- WHAT THIS TASK INVOLVES -
Output the data between the line holding "like [[30, 210]]." and the line holding "35], [216, 37]]", inclusive, as a two-column CSV with the columns input and output. Give one row for each text and the answer that follows it, with each field in quotation marks and line breaks replaced by spaces.

## START RECORDS TO PROCESS

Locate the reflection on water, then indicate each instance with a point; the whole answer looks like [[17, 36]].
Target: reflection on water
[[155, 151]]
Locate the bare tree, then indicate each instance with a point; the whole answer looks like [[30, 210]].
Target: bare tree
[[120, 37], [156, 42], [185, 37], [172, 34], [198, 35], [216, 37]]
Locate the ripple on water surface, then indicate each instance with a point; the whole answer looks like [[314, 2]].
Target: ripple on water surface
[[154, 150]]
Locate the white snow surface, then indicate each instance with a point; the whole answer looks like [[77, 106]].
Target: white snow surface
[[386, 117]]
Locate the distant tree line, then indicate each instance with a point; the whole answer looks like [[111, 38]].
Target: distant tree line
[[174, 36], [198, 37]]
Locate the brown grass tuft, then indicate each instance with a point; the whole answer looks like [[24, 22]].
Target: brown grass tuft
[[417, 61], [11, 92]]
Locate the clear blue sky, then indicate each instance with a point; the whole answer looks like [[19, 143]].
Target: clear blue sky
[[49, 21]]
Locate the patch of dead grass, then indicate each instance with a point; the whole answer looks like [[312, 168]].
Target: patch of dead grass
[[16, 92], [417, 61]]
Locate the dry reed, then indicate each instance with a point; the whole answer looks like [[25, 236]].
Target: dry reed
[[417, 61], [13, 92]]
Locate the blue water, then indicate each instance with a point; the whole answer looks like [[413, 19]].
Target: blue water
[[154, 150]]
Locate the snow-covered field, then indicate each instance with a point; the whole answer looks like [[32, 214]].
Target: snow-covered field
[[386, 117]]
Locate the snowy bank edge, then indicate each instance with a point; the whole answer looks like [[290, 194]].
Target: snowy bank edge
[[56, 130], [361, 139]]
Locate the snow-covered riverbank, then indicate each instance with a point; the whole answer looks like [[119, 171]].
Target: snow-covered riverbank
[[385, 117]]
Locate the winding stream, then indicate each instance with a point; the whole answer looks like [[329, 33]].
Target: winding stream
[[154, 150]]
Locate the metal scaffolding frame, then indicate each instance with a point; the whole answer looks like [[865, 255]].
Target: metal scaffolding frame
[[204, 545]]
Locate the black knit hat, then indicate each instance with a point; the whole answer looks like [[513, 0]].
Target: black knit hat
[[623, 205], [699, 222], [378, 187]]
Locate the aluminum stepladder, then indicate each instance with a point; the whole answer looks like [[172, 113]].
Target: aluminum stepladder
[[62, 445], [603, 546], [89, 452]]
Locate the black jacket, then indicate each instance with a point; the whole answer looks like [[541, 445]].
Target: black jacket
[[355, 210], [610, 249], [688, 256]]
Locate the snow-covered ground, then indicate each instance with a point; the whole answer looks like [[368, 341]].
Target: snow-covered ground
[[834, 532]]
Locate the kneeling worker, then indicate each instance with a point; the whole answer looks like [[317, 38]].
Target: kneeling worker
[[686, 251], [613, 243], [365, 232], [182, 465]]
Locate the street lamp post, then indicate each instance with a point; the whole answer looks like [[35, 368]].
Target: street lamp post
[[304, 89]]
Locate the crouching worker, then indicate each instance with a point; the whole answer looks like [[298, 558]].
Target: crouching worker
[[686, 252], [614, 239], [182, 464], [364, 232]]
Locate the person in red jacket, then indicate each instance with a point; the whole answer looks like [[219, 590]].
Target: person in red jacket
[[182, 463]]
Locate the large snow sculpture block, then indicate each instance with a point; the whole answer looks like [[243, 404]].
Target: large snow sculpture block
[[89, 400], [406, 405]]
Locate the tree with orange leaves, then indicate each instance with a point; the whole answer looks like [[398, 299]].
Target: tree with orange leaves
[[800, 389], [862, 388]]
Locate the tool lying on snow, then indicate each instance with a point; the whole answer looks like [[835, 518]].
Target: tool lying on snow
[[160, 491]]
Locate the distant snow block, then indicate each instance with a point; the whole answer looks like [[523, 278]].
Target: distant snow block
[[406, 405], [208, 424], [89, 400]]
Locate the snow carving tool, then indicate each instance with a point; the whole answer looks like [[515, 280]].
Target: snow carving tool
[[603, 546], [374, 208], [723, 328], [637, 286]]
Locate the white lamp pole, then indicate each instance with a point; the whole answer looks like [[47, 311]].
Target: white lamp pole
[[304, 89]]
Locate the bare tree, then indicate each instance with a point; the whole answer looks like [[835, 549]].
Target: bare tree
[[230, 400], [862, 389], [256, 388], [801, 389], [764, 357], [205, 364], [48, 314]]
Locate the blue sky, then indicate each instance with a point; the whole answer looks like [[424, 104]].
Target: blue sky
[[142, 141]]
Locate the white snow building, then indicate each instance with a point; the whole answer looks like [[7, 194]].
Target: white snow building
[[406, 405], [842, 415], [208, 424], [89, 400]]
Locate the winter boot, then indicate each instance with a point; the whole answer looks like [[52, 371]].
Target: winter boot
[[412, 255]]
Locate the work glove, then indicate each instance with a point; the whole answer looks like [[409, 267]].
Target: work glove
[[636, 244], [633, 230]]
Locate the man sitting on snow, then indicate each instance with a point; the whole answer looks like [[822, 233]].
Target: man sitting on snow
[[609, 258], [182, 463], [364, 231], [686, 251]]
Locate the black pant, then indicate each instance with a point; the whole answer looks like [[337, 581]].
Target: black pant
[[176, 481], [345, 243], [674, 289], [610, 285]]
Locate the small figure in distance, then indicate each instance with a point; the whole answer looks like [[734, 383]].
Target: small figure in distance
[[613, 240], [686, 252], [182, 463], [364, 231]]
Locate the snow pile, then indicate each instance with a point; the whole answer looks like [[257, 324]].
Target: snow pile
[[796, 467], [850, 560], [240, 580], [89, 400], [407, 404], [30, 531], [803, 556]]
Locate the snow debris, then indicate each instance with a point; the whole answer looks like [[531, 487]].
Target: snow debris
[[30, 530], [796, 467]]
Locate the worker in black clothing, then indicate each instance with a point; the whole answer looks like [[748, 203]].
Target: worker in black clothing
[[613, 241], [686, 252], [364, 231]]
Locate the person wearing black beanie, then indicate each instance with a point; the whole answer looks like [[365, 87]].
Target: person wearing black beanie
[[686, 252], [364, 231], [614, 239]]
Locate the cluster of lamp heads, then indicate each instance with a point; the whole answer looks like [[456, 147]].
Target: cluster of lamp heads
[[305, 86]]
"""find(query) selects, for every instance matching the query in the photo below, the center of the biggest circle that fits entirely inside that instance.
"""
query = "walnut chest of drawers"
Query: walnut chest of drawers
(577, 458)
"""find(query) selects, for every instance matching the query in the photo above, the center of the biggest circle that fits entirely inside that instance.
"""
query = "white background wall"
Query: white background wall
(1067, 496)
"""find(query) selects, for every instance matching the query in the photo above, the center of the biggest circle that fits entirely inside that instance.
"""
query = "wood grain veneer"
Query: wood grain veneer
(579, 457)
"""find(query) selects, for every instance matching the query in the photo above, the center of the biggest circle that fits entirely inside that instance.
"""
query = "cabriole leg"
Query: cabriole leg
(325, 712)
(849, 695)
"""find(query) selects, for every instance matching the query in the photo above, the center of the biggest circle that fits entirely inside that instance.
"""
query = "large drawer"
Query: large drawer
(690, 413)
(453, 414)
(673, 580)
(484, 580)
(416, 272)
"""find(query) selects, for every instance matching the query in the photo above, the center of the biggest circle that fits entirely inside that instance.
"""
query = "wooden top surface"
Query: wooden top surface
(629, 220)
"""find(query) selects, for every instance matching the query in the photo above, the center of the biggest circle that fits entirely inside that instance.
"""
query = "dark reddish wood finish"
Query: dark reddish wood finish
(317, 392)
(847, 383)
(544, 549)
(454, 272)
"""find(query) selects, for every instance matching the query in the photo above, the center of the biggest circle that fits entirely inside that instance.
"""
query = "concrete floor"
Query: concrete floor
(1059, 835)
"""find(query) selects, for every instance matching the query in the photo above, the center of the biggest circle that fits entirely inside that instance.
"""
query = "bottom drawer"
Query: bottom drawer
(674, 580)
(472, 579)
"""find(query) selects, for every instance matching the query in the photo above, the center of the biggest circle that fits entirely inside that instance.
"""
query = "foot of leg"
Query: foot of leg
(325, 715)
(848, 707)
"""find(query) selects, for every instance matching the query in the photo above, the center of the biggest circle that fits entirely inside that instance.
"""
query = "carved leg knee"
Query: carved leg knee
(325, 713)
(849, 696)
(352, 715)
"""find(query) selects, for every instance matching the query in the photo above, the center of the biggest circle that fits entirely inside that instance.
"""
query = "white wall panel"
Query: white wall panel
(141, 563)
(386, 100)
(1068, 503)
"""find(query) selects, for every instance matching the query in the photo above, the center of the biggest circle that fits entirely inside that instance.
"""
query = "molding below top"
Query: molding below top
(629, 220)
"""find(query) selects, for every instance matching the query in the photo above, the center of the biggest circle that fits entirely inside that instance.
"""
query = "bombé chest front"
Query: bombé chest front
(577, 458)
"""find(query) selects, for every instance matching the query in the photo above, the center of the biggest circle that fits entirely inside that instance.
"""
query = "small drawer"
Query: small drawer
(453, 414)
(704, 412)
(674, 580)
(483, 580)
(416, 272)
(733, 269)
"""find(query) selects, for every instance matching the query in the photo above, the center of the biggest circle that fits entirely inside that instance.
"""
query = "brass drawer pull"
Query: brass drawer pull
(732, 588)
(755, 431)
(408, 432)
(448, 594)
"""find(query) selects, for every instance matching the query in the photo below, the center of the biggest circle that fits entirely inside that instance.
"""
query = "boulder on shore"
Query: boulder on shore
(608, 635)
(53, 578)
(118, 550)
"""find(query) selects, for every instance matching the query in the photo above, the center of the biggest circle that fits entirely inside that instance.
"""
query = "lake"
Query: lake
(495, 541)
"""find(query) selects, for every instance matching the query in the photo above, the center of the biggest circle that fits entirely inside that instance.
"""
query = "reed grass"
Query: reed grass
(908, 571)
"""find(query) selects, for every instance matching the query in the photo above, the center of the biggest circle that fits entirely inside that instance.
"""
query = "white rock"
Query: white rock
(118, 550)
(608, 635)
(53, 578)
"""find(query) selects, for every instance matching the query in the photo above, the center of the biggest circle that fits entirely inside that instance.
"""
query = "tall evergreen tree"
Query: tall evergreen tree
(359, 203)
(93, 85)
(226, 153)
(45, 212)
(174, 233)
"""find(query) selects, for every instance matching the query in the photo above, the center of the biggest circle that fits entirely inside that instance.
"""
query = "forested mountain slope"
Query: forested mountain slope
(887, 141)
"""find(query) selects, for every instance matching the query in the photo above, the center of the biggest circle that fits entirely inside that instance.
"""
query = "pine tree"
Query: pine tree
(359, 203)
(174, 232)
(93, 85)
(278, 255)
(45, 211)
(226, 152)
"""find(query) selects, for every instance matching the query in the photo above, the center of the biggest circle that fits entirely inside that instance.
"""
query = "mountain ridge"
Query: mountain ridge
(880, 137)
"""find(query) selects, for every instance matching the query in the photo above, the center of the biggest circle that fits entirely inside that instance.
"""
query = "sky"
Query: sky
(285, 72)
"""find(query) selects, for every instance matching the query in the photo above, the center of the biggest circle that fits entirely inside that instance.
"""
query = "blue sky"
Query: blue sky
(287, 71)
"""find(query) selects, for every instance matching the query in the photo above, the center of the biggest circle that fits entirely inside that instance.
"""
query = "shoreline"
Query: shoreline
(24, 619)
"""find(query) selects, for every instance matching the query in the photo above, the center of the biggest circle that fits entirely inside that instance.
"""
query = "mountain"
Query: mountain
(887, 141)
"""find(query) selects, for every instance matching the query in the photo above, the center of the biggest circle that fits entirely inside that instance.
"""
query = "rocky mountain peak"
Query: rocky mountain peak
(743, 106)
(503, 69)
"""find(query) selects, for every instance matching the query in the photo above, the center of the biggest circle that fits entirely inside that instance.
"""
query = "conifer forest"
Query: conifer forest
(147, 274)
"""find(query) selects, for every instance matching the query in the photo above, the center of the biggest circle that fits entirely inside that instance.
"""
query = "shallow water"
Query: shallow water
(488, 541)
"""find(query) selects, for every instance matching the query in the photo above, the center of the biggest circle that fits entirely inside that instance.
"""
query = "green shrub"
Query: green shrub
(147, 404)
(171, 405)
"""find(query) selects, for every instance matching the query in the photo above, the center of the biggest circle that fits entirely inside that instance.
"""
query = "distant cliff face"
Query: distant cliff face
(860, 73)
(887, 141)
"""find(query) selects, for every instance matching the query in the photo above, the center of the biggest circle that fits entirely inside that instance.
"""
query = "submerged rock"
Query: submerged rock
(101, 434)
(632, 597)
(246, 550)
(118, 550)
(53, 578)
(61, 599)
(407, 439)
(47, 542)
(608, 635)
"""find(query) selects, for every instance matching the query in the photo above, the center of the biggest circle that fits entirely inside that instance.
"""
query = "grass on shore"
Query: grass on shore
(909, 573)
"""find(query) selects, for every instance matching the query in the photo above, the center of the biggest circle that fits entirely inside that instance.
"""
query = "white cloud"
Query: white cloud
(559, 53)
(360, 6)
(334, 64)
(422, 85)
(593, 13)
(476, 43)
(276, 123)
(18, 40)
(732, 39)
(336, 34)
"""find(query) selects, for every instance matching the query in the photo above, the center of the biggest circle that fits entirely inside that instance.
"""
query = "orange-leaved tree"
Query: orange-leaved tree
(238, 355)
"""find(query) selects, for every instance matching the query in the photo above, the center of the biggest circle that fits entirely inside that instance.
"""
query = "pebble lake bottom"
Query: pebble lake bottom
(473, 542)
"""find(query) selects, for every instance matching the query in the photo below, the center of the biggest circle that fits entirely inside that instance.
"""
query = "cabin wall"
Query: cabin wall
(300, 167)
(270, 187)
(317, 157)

## END RECORDS TO PROCESS

- EXERCISE SOLUTION -
input,output
"Locate the bare tree, then indicate each instance with a point; the whole answer looks like [[30, 210]]. Target: bare tree","[[120, 37], [156, 42], [185, 37], [172, 34], [198, 35], [216, 37]]"